#### Instructions to follow:
Looking at the records below, say how many lines contain "shirt". Nothing else belongs in the answer.

Referring expression pointing data:
□ □ □ □

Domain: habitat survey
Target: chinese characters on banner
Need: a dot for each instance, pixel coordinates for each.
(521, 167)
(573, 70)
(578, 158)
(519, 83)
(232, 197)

□ □ □ □

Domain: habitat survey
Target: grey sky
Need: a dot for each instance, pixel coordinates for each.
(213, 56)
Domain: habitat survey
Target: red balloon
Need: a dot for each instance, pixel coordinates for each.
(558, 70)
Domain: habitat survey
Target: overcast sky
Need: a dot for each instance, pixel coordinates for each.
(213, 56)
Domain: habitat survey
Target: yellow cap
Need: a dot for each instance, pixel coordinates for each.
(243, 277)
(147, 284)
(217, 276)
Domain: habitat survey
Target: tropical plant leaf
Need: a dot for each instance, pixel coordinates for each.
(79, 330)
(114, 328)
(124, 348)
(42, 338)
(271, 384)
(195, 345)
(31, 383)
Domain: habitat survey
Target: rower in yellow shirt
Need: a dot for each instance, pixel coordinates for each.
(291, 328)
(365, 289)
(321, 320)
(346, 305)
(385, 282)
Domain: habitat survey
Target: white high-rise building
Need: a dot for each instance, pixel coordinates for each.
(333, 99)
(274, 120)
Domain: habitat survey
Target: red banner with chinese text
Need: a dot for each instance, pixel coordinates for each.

□ □ □ □

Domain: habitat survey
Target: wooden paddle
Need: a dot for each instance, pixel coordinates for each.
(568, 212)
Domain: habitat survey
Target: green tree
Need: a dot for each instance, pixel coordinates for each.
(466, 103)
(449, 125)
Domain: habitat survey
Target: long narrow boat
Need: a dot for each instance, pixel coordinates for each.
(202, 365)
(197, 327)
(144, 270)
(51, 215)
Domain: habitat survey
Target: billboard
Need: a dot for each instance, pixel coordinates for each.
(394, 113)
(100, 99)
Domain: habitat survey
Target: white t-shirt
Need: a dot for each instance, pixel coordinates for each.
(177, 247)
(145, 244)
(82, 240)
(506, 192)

□ □ □ □

#### Final answer:
2